'''
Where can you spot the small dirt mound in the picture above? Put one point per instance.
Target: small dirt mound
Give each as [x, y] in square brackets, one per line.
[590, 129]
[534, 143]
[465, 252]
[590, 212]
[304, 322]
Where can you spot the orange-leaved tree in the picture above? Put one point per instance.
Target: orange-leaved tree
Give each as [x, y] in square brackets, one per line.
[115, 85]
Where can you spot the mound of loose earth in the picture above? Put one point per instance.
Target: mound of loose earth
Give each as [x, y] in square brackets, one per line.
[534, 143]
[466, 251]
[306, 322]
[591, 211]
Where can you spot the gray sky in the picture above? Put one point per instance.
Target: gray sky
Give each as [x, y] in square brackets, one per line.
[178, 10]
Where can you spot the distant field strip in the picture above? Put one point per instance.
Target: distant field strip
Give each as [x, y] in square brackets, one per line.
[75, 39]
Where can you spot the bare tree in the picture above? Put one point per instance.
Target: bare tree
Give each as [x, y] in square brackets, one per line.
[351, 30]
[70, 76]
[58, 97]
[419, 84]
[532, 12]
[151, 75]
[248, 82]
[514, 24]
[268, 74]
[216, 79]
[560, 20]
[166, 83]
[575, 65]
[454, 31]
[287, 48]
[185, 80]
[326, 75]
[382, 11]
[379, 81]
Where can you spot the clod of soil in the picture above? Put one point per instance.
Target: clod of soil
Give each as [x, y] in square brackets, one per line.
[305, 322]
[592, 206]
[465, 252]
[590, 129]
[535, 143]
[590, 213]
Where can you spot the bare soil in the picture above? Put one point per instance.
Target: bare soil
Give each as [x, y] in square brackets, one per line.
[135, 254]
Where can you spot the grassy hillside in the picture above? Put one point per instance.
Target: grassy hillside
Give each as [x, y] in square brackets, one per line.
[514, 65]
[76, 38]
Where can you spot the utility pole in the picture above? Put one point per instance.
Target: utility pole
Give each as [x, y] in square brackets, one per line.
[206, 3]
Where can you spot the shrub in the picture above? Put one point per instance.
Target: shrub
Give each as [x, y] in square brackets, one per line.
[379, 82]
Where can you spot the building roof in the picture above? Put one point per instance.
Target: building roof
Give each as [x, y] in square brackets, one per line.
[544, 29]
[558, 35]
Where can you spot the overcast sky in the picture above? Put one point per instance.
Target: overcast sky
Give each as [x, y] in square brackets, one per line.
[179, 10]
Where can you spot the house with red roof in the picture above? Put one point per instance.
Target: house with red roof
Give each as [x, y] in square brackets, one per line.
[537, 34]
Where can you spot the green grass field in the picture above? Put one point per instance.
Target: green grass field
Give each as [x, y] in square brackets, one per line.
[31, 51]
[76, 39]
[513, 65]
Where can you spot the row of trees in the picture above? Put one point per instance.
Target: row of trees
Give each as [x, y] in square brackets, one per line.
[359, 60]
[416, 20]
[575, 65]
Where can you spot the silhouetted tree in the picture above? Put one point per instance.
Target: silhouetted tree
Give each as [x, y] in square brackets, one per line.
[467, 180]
'''
• **REQUIRED WORK**:
Pick out and copy the lines of the entries that hold the string "strip".

• **ANSWER SECTION**:
Where can you spot the distant field strip in the picture above? Put one point per instance.
Target: distant field strip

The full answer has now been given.